[The records Boundary: Start]

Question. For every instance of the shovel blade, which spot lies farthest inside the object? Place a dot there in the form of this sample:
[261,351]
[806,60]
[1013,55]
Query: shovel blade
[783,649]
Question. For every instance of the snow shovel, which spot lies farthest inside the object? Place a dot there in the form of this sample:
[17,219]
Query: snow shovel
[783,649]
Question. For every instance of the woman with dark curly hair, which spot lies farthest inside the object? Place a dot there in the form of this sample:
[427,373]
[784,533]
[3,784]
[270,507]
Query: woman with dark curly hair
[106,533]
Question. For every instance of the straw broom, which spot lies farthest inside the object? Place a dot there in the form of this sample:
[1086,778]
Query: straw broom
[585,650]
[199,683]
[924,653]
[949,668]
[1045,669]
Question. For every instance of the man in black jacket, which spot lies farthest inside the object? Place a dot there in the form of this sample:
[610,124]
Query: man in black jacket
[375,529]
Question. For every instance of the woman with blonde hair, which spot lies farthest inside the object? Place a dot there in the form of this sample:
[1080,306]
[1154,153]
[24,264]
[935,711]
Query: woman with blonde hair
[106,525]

[The records Boundary: End]

#### [Brief]
Write out each entry exactly, and omit nothing.

#### [Response]
Question. For every instance of the shovel blade, which spot lies farthest inside the object? Place a dot there in the form of this sample:
[261,351]
[806,60]
[1013,55]
Query: shovel blade
[783,649]
Question. For every instance of the snow shovel, which spot lies farthest inside the object? Place a dot there in the form of this sample:
[17,219]
Query: snow shovel
[783,649]
Question. For every instance of the woman with dark curly hair, which spot lies farthest inside the object? Place a dot there in the form of this sample:
[427,373]
[784,533]
[3,784]
[270,507]
Query: woman with dark curly hair
[106,533]
Question. For every instance of the straw broom, which spot lies farthest inside the object? Place a dot there in the form of this sample:
[1086,778]
Query: straw broom
[585,650]
[199,683]
[924,653]
[949,668]
[1045,669]
Question. For every instance of the man in black jacket, which spot lies farthest inside the object? Place a dot there in the form of this sample:
[610,124]
Query: man in black jacket
[375,529]
Question. For every instance of the woman with blonde hair, which spot lies farthest inside the object? Place a dot there in the form of this sample:
[1080,306]
[1154,153]
[24,264]
[935,711]
Query: woman with blonde hair
[106,525]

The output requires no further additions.